- _ABOUT THIS TASK_
Write the next part of the Tarzan episode recap below, picking up after its last sentence.

- _EXCERPTED TEXT_
------------------------------
While we’re no it, one of the villains knows that Jai is “the kid that lives with Tarzan.” So, Jai now lives with Tarzan.
I looked up a few of the words on the villains’ map and found that Matabele came up with links to Zimbabwe. This means this show is now in Africa. Even though filmed in Mexico.
Okay, so Jai understands the jungle drums and quickly gets captured climbing a hill near some rocks which fall and alert the natives chasing him. They capture him and bring him to Ronald Long’s Robert Toussaint villain, who is working with Anthony Caruso’s (he of a huge list of credits including two ABBOTT AND COSTELLO SHOW episodes and one THE ADVENTURES OF SUPERMAN and TARZAN AND THE SLAVE GIRL, TARZAN AND THE LEOPARD WOMAN, and as Cortez in THE TIME TUNNEL’s IDOL OF DEATH).
Long also has a long (!) list of credits, too, including LOST IN SPACE where he kidnaps Will Robinson. His rapport with Jai is underplayed but sort of heralds lots of Jai/guest star rapport that will happen in the future of this series.
What’s strange is that Jai is captured, brought to the tent, and questioned by Robert, a British villain. Robert then leaves Jai to ponder starving and Jai says, “The throne is in great trouble.” Tarzan then returns with the missing and forgotten medicine after two hours (?) or so and finds Shariff. He and the boy are also quickly captured (we also hear the nice travel tense/untense music first used in THE DEADLY SILENCE part 2). Tarzan is put behind a boulder blocked cave and Cheetah goes in with him, voluntarily. Humorously, Caruso’s character, Grundy, jokes, “Now he has some help. Perhaps together, they’ll both be able to move it.”
------------------------------
- _SUPPLIED ENTRIES_
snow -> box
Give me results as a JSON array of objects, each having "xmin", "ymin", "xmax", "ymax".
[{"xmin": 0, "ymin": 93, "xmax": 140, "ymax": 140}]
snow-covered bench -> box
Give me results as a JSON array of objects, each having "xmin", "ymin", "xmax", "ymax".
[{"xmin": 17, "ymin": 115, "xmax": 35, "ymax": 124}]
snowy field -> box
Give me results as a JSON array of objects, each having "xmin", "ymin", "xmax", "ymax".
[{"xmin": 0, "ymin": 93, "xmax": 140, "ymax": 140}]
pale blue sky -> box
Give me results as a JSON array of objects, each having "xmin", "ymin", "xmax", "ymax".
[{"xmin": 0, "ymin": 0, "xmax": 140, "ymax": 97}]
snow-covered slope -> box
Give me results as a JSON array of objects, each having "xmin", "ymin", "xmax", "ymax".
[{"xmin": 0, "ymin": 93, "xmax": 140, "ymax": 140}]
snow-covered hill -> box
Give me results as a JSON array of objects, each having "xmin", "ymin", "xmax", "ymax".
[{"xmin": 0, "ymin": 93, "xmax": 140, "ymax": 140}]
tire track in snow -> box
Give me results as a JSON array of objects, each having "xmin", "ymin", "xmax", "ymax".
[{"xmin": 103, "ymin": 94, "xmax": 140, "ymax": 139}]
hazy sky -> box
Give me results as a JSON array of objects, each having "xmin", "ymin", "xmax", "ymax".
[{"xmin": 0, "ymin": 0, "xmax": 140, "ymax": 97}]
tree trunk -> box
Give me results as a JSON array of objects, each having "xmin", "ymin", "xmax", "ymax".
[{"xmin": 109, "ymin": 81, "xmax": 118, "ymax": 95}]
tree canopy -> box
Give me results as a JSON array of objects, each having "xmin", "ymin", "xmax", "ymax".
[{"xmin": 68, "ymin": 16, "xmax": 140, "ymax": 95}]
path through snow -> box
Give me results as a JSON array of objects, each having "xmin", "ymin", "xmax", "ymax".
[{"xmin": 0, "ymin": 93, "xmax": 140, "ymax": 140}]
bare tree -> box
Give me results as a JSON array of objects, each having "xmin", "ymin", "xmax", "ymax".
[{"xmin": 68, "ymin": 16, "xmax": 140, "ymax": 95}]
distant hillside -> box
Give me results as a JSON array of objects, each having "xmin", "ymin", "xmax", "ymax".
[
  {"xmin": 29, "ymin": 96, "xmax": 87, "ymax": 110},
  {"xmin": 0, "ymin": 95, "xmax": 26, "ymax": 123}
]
------------------------------
- _RESPONSE AREA_
Okay, back to the strange part…after Jai is caught and questioned, already having been brought to Robert’s tent, and after Tarzan is imprisoned…Grundy is seen hauling BOTH boys to Rob’s tent. Rob says, “Welcome to my tent…” and acts as if he’s never seen Jai before. It’s as if the other scene never happened. Did Jai escape the tent and was recaptured? OR…was the first tent scene filler after the episode ran too short. In any case, it’s quite jarring. He’s captured, then out of tent in Grundy’s hand, literally, and brought into the camp at the same time as Sharif.
Dialog suggests the first scene NEVER HAPPENED. WTF?
Unlike Cheetah in the old Tarzan movies, he doesn’t seem to understand or/and obey Tarzan’s orders. This time Tarzan tells Cheetah to go get an elephant for help. What’s strange is that the elephant’s name as pronounced by Ely sounds alternately like Mara, Marla, Maru, Moro, and Marlo. What?
I also do not like that Ely as Tarzan kicks the elephant’s leg to get her to sit.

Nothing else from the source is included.